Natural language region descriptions

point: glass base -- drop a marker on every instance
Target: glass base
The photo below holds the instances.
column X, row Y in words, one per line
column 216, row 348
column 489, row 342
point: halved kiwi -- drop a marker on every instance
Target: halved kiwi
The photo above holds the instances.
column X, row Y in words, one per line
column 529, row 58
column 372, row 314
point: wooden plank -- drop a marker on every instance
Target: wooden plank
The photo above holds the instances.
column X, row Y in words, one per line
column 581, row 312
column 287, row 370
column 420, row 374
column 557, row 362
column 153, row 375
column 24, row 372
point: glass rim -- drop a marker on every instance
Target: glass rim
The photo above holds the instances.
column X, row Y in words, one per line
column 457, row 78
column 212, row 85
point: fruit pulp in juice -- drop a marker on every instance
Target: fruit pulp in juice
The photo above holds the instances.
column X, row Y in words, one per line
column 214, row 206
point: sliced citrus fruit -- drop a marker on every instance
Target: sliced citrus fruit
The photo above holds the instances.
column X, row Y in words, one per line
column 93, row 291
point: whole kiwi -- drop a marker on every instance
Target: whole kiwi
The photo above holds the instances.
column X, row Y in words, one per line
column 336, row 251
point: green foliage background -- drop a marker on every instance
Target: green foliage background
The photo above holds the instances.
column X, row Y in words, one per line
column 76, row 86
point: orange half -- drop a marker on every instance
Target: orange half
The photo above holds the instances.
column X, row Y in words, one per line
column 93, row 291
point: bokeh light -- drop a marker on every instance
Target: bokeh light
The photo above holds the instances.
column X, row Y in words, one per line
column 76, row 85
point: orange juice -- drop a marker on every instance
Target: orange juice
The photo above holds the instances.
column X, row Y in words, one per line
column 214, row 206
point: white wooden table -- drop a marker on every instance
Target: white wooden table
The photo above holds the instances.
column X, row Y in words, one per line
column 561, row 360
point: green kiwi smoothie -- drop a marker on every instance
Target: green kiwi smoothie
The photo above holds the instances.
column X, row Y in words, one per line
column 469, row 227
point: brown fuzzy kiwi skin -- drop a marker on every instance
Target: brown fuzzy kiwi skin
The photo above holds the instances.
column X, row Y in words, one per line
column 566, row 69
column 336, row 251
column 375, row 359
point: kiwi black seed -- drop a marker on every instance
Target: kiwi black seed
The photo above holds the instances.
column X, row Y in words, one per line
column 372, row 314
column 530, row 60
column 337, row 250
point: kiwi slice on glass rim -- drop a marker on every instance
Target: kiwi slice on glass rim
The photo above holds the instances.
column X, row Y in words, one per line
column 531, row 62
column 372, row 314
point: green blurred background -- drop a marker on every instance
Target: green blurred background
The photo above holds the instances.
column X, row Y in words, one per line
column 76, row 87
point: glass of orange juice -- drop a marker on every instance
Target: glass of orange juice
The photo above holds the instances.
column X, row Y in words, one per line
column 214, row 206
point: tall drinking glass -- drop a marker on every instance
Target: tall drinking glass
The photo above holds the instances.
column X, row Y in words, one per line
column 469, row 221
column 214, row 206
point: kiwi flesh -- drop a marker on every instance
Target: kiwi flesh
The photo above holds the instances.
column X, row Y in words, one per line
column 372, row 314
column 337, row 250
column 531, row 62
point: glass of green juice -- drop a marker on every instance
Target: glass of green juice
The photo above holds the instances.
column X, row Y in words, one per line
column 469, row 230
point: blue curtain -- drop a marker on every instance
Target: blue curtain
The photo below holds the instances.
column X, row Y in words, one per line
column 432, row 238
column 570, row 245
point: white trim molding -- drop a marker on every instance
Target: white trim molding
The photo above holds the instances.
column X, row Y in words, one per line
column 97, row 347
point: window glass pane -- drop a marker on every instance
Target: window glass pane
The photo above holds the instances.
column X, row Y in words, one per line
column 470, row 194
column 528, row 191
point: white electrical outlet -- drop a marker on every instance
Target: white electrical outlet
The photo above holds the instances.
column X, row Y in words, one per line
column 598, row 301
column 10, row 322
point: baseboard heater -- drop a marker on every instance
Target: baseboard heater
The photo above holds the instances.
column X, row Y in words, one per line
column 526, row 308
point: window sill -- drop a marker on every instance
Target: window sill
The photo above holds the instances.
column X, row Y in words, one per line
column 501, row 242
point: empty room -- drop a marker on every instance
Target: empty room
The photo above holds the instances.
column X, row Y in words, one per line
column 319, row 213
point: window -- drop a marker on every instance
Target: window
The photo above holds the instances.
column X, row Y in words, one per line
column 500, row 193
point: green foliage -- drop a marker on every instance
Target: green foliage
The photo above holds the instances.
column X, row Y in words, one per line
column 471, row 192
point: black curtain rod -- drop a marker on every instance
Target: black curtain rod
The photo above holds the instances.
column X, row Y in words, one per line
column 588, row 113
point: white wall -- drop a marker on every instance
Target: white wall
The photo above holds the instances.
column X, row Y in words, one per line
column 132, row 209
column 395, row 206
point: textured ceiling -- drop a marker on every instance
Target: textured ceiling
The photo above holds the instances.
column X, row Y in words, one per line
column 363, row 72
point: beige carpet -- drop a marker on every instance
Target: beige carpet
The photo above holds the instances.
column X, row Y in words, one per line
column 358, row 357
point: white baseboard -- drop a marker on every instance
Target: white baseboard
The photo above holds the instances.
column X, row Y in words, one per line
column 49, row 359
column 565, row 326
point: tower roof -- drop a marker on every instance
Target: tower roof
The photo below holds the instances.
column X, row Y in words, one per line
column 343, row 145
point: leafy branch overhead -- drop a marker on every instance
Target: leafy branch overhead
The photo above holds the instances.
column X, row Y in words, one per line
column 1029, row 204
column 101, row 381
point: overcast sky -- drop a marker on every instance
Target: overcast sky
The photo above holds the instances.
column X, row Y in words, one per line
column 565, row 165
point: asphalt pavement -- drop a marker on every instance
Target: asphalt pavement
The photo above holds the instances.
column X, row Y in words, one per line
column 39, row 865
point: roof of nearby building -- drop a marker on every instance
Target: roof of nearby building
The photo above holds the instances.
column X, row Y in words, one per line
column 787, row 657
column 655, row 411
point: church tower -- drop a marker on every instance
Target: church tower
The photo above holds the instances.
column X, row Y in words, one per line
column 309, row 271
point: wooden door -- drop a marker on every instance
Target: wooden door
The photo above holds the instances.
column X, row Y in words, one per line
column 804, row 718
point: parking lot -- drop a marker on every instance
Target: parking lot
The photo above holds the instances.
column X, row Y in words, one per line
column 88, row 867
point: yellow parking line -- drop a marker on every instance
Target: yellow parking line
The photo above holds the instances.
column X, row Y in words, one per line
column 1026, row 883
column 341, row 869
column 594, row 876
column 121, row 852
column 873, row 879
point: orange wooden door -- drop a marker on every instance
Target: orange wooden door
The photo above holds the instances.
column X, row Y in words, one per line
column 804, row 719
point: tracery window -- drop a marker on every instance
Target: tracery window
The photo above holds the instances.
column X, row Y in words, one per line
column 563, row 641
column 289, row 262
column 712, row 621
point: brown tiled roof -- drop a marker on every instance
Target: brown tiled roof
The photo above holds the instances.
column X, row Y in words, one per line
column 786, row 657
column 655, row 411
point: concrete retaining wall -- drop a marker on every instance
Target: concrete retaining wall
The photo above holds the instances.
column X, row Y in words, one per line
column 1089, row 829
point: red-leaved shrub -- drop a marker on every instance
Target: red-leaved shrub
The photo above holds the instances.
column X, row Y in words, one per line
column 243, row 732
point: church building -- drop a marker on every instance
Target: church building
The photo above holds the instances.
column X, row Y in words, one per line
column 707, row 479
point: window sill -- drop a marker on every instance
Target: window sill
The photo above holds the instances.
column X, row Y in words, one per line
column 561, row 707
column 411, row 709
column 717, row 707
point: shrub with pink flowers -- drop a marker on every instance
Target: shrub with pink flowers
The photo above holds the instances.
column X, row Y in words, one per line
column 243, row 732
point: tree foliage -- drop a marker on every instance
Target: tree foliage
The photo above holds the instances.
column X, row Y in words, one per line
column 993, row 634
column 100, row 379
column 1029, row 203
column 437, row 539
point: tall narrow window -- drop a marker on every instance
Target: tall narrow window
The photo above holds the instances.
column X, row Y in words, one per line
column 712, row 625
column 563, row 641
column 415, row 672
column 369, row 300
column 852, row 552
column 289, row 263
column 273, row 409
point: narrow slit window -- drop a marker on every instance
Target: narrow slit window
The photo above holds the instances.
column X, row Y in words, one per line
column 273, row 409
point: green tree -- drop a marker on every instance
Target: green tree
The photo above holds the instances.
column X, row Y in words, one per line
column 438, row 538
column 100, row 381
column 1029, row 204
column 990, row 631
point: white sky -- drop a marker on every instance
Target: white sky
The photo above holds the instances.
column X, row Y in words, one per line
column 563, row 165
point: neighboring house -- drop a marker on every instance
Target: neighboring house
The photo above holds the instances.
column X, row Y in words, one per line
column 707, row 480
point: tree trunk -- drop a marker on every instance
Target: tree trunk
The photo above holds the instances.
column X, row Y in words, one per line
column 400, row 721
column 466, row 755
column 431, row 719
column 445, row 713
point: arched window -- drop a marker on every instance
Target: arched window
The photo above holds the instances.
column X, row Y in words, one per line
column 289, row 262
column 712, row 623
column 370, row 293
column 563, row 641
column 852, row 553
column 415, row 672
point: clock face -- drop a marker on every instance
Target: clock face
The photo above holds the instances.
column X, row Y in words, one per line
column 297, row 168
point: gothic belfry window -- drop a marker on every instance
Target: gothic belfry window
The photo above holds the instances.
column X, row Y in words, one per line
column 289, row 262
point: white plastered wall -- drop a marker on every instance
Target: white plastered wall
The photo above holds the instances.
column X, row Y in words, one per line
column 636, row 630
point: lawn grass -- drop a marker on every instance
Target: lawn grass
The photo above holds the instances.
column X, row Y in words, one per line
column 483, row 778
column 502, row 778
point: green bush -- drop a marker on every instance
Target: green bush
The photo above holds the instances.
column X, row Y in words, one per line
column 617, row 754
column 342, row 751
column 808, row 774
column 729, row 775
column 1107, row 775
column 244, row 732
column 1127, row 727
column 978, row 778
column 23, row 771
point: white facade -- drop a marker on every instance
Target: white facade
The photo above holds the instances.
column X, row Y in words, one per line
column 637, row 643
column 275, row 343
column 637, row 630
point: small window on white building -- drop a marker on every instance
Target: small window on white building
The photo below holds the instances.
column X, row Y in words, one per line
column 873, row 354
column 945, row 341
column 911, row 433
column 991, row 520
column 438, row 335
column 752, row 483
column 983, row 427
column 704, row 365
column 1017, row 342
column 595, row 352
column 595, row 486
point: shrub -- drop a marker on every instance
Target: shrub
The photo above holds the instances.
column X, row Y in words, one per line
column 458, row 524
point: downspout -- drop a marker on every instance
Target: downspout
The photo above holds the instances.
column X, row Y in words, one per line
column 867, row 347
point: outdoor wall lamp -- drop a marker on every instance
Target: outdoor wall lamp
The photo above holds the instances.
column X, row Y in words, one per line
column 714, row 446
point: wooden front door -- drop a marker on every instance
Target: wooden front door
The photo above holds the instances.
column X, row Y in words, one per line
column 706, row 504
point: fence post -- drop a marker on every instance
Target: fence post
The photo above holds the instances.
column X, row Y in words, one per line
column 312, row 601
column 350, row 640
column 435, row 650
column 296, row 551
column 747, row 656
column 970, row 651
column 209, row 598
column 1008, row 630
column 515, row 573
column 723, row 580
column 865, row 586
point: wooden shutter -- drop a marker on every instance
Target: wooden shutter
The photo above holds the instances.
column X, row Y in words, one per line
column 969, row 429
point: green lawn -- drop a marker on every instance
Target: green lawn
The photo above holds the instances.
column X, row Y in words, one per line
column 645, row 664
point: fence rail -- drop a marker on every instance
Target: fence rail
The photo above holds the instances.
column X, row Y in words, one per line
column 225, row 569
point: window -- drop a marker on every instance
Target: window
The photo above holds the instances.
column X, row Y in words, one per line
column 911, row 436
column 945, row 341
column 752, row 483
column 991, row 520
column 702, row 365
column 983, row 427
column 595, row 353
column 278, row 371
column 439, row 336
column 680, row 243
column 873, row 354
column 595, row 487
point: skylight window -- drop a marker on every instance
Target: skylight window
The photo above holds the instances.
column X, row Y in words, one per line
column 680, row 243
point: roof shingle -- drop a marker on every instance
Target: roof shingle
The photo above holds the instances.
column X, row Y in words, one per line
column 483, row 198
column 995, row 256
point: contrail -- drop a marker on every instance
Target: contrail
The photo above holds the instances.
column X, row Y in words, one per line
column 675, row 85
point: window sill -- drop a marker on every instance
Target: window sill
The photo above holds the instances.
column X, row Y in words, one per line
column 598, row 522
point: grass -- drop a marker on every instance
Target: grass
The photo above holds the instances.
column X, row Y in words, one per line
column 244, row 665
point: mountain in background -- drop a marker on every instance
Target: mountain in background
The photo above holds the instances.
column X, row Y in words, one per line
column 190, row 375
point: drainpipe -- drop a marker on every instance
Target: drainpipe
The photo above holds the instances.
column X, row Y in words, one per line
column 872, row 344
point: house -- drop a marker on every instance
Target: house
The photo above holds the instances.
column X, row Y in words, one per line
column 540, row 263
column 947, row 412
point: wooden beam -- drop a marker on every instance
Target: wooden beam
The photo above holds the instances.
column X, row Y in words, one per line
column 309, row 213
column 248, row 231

Exercise objective = Each line above that contains the word "tiled" counts once; give the total and no other text.

Task solution = 2